TASK LIST
- 1) In the forum thread on holding smoke, list every username shown with the date Aug 1, 2006, naming each only once.
- 2) According to Dr.GreenThumb in the forum thread on holding smoke, how long can he hold his hit?
- 3) Reproduce the forum thread on holding smoke from "# How long do" to "hold your smoke.", word for word.

DOCUMENT SECTION

——

# How long do you hold your smoke



## gottalovebud (Aug 1, 2006)

How long do most people hold their smoke. I hold it for about 5 seconds but my friend swears on holding his for 10. How long do you hold your smoke.


----------



## Smoof One (Aug 1, 2006)

holding your smoke in does nothing. THC binds to the lung tissue the moment it is inhaled. by holding in your smoke you are just cutting off the oxygen to the brain. making you light headed. also holding your smoke in fucks up your lungs. think about it would you take a huge rip off your ciggarette a hold it in? no. so dont be stupid and hold your smoke in. it does nothing.


----------



## LdyLunatic (Aug 1, 2006)

i have heard what you posted smoof before...i still hold though out of habit more than anything...and its only brief..second or two at most


----------



## Hick (Aug 1, 2006)

I kinda enjoy the head rush from holding it for 2 minutes..


----------



## Dr.GreenThumb (Aug 1, 2006)

Hick said:
			
		

> I kinda enjoy the head rush from holding it for 2 minutes..


 
+1 on that Hick. Dont know about the 2 min mark but I can get 45-60 sec.


----------



## DopeDoctor (Aug 1, 2006)

a lot of people think inhaling after a toke gets more out of a hit. true?


----------



## DaddyMack (Aug 1, 2006)

seems to, I always thought the idea was to leave the smoke in your lungs as long as possible so the max thc can be absorbed (n00b)


----------



## rockydog (Aug 1, 2006)

I used to hold it in, but I gave that up after I stopped doing it when my lungs began to feel it a bit.


----------



## LdyLunatic (Aug 1, 2006)

i did an experiment....and found that since quitting cigs i can hold it longer with less choking


----------



## cheebahawk (Aug 2, 2006)

yeah, when I don't have alot of weed, I always hold my hits in. I remember reading somewhere that your lungs can process air in the same breath for about 30 seconds...so never much longer than that!


----------



## THE BROTHER'S GRUNT (Aug 2, 2006)

*I hold my hit until i feel my lungs expand and start to cough. Like they say "If You Don't Cough, You Don't Get Off"!!!  *


----------



## SmokinMom (Aug 2, 2006)

——

COLLECTED DATA
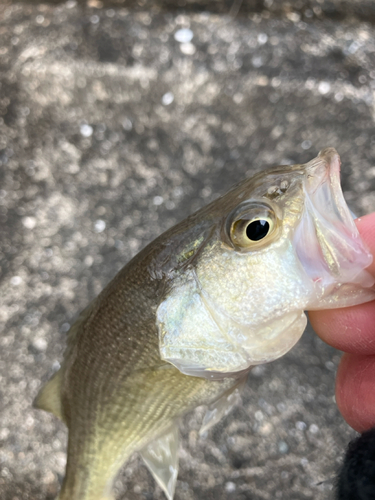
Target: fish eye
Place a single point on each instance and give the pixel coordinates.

——

THE SOLUTIONS
- 1) gottalovebud, Smoof One, LdyLunatic, Hick, Dr.GreenThumb, DopeDoctor, DaddyMack, rockydog

- 2) 45 to 60 seconds.

- 3)
# How long do you hold your smoke



## gottalovebud (Aug 1, 2006)

How long do most people hold their smoke. I hold it for about 5 seconds but my friend swears on holding his for 10. How long do you hold your smoke.